• **Problèmes et exercices**
(a) D'après le texte sur Stromae et les mathématiques, à quelle date a eu lieu l'interview « On n'est pas couché » évoquée ?
(b) Citez le passage du texte sur Stromae et les mathématiques en commençant par « Stromae possède des » et en allant jusqu'à « les sciences exactes. ».
(c) Écrivez la suite du texte sur Stromae et les mathématiques à partir de sa dernière phrase.

─── Texte à lire

Stromae n’a pas peur des maths

Stromae possède des qualités artistiques indéniables. Du point de vue mathématique, il attire également l’attention. Alors que beaucoup de « people » se pressent de confirmer leur aversion pour les maths, l’artiste n’a pas peur d’afficher son respect pour les sciences exactes.

Racine carrée

Le titre de son nouveau CD « racine carrée » a intrigué plus d’un mathématicien. Il fait référence aux racines du chanteur, qui descend d’un père rwandais et d’une mère flamande. Il connaissait à peine son père Tutsi, qui a abandonné sa mère peu de temps après sa naissance et a été tué en 1994, lors du génocide rwandais. Le jeu de mots mathématique avec la « racine carrée » n’est pourtant pas une première : Mariah Carey a appelé son dernier CD « E = mc2′. Avec toutefois une explication peu mathématique pour son titre. Ce dernier se référait à son énergie E qui égale ses initiales MC ‘fois 2’. Il est cependant certain que la chanteuse ignore la différence entre un carré et un double.
Ce qui n’est pas le cas de Stromae : lors d’une interview « On n’est pas couché » du 14 septembre 2013, Laurent Ruquier, invite les spectateurs à poser des questions via Twitter. Une des questions tirées au sort était : « Quelle est la racine carrée de 196 ? » Le spectateur souhaite clairement faire un jeu de mots avec le titre du CD du chanteur et le défier. De nombreux mathématiciens professionnels auraient probablement buté sur la réponse, mais pas le jeune homme de 28 ans : un « 14 » fuse rapidement. Mais puisque qu’être une tête en math n’est pas raccord avec l’image de marque d’un rappeur, très vite il s’explique, comme s’il souhaite s’excuser : « Ben, oui, je savais que la racine carrée de 169 est 13, et alors j’ai pensé que la racine de 196 est 14 ». À juste titre, le présentateur Ruquier refuse cette fausse modestie et salue l’acuité d’esprit de Stromae.

──────
─── Extraits de données

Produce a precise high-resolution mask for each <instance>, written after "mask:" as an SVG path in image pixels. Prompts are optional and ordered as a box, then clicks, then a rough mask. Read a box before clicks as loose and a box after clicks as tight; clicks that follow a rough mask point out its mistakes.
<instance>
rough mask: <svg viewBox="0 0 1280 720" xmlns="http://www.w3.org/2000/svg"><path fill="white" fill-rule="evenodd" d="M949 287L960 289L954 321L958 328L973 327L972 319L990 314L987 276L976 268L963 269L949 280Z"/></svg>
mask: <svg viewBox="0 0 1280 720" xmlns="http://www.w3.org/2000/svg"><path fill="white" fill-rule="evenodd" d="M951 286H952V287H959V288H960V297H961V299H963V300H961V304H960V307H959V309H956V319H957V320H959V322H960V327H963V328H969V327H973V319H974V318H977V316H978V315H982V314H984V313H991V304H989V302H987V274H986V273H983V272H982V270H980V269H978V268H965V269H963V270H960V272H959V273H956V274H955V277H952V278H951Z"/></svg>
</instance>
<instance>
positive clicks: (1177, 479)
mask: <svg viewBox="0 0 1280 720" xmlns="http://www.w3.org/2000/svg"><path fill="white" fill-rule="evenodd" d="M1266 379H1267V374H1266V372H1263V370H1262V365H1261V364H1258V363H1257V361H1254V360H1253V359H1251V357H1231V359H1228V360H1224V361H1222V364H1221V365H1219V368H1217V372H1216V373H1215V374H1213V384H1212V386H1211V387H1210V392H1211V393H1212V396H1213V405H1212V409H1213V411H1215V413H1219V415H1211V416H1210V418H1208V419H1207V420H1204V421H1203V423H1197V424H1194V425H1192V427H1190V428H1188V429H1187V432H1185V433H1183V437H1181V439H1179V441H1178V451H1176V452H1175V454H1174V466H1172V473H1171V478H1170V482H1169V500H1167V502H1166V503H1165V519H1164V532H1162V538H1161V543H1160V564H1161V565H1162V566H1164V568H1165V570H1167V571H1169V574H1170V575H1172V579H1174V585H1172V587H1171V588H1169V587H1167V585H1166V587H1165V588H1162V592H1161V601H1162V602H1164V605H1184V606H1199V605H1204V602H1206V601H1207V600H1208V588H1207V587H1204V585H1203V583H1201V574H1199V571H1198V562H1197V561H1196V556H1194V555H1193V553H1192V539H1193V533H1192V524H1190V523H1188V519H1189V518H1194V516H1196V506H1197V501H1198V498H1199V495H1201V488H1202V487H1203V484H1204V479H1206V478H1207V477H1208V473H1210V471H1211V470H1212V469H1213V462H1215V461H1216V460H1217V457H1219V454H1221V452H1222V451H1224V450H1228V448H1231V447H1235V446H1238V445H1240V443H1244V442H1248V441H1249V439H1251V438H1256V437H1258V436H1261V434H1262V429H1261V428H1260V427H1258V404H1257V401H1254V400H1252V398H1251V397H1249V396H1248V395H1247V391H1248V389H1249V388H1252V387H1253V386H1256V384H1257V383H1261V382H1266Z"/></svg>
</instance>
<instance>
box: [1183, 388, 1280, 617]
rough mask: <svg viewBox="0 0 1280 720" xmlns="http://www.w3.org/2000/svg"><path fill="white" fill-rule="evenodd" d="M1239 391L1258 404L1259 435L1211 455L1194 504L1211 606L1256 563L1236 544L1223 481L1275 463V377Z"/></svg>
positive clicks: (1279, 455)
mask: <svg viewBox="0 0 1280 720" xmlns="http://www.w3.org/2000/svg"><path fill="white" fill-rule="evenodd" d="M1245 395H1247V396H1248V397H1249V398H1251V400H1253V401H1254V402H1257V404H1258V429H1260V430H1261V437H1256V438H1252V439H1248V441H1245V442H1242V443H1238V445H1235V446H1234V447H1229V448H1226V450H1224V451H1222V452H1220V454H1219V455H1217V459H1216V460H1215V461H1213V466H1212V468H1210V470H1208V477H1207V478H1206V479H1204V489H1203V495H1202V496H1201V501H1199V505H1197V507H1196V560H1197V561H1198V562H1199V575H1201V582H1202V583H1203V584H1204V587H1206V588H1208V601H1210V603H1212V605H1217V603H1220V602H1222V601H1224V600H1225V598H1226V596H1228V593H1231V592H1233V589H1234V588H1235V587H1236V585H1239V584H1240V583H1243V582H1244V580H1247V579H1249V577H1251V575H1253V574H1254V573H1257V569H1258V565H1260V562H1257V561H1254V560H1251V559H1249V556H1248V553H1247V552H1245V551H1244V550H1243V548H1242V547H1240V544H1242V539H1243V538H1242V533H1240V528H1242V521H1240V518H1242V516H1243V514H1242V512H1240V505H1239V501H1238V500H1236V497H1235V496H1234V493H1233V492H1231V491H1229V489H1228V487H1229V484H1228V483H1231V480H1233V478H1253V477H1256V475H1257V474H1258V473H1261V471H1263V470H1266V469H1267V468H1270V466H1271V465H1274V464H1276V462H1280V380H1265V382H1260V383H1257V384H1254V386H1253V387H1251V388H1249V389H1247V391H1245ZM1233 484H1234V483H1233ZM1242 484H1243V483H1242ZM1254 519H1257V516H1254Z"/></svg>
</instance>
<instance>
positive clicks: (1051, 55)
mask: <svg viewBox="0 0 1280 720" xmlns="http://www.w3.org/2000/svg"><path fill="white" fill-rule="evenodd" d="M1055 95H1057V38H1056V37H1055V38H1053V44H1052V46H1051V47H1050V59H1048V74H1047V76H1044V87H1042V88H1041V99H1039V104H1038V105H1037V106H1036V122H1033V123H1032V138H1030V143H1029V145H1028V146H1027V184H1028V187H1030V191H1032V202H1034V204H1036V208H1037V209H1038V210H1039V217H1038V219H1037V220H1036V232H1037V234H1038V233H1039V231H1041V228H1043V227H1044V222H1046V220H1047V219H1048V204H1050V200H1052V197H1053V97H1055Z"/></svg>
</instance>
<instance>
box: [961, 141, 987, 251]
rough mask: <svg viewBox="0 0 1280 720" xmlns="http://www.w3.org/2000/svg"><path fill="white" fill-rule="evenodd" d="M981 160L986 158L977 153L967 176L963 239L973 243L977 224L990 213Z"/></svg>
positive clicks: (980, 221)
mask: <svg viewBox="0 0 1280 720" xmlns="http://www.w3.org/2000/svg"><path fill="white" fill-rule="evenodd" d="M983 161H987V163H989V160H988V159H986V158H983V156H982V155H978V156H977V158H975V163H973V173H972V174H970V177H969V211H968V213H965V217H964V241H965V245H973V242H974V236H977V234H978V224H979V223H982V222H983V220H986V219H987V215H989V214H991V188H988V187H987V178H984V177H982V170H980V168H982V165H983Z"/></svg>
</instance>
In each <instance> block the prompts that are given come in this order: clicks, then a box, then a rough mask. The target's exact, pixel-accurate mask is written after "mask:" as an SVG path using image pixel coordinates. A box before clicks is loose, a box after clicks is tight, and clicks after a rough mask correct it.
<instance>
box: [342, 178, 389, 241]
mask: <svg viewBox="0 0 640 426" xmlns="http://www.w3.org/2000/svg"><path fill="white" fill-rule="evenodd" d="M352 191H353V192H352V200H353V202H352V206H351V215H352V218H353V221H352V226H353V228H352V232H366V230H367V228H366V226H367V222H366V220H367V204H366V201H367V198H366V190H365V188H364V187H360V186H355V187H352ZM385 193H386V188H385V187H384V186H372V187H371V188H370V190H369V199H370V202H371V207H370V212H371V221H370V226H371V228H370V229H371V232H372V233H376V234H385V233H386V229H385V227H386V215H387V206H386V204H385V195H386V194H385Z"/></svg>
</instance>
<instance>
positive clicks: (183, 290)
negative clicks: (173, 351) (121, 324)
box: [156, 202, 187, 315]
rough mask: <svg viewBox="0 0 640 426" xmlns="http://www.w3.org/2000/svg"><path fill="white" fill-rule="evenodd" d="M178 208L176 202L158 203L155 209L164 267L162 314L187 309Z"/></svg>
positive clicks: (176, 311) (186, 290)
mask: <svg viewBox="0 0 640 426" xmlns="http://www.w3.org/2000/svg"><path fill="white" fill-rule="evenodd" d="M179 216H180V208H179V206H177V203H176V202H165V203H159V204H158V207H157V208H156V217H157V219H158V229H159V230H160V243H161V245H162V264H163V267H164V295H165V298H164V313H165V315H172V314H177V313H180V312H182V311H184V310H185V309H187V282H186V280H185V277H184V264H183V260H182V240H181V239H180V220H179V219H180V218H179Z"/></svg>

──────

• **Corrigé des exercices**
(a) Le 14 septembre 2013.

(b)
Stromae possède des qualités artistiques indéniables. Du point de vue mathématique, il attire également l’attention. Alors que beaucoup de « people » se pressent de confirmer leur aversion pour les maths, l’artiste n’a pas peur d’afficher son respect pour les sciences exactes.

(c)
Motifs

Une autre caractéristique frappante du chanteur est les motifs sur ses vêtements et ses sites web. Ils ont été conçus par le studio bruxellois Bolt, à la demande explicite de Stromae. Il aurait demandé un motif différent pour chaque chanson du CD. Chaque motif devait refléter les paroles ainsi que la musique et serait utilisé pour les vêtements pendant la performance de chaque chanson. Les motifs sont inspirés par l’Afrique, selon les dires du studio Bolt, et non par les mathématiques, mais j’ai suffisamment démontré dans mon livre « Afrique + mathématiques » (publié en français à la VUBPress) que ce n’est qu’une façon détournée d’arriver aux mêmes motifs abstraits. Un mathématicien va voir l’abstraction géométrique dans les motifs africains et par conséquent dans les motifs de Stromae, lesquels sont fondés sur les premiers.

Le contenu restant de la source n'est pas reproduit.